QUOTED TEXT:

YOU ARE HERE: LAT HomeCollections

Homeowners, Harwood Fail in Effort to Retain Restrictions on Gay Bar's Hours

May 15, 1986|DARYL KELLEY | Times Staff Writer

LONG BEACH — A yearlong effort by Councilman Warren Harwood and homeowner groups to prohibit or restrict entertainment at a North Long Beach gay bar ended in defeat Tuesday when the City Council voted 6 to 3 to allow dancing at Club Sylvia until 2 a.m. seven nights a week.

The council, which had allowed entertainment only on weekends and holidays until midnight, lifted those restrictions with its fifth vote on the issue since last July.

Several council members said bar owners, who bought the club last spring, have a good record and were being treated unfairly. No other bar in Long Beach has such restricted hours, argued James H. Ackerman, attorney for the club.

"They're innocent, yet they're being punished," Councilman Wallace Edgerton said. "I think it's time to treat them equally."

Harwood Recall Threatened

After the meeting, in a move that highlighted the ill feeling and political maneuvering that have surrounded the city's unusual handling of the Club Sylvia license, a bar patron and gay activist said he would lead a move to recall Harwood. Rob Chapple, who called Harwood a "homophobic autocrat," said the Club Sylvia license never would have been an issue if its clientele were not predominantly homosexual.

RECORDED DATA:
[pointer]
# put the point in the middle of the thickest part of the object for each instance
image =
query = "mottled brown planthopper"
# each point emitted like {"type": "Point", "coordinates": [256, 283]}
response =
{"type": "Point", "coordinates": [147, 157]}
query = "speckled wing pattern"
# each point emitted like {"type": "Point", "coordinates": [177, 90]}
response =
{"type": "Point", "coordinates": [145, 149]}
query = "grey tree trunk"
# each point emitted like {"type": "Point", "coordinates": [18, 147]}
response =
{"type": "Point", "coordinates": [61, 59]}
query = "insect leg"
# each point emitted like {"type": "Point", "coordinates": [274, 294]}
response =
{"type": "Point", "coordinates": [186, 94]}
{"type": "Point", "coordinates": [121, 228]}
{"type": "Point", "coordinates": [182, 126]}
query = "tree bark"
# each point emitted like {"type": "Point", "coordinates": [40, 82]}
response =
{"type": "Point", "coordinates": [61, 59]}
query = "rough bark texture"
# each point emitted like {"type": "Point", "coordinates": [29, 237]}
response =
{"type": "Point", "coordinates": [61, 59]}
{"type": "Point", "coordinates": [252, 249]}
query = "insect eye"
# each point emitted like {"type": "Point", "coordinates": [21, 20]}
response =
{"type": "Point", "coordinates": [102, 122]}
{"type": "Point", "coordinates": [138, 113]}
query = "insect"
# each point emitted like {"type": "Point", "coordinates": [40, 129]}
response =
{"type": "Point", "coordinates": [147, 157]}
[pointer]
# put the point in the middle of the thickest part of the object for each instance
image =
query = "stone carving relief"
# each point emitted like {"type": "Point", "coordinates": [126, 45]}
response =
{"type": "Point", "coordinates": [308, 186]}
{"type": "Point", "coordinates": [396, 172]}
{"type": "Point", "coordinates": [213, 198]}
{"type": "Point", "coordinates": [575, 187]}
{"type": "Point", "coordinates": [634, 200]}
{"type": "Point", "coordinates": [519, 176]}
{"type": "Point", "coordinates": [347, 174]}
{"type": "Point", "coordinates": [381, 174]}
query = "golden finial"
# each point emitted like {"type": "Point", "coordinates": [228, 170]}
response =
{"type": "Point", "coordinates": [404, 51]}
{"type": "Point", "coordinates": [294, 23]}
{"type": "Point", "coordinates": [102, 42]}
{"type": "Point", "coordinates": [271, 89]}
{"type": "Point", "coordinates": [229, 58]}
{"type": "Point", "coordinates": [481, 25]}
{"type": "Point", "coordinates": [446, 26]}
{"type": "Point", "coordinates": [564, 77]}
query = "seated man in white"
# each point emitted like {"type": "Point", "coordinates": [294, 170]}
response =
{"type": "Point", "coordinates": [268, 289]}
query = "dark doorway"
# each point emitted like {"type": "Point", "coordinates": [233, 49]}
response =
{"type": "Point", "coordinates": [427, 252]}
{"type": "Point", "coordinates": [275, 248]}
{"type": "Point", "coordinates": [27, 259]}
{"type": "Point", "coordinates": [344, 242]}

DIRECTIVE A:
Answer these questions using the Club Sylvia article:
(i) By what vote did the City Council decide to allow dancing at Club Sylvia?
(ii) Who is named as the attorney for the club?
(iii) What did Rob Chapple call Harwood?
DIRECTIVE B:
Quote the Club Sylvia article between "Several council members" and "for the club.", inclusive.

WRITTEN ANSWER A:
(i) 6 to 3
(ii) James H. Ackerman
(iii) A "homophobic autocrat"

WRITTEN ANSWER B:
Several council members said bar owners, who bought the club last spring, have a good record and were being treated unfairly. No other bar in Long Beach has such restricted hours, argued James H. Ackerman, attorney for the club.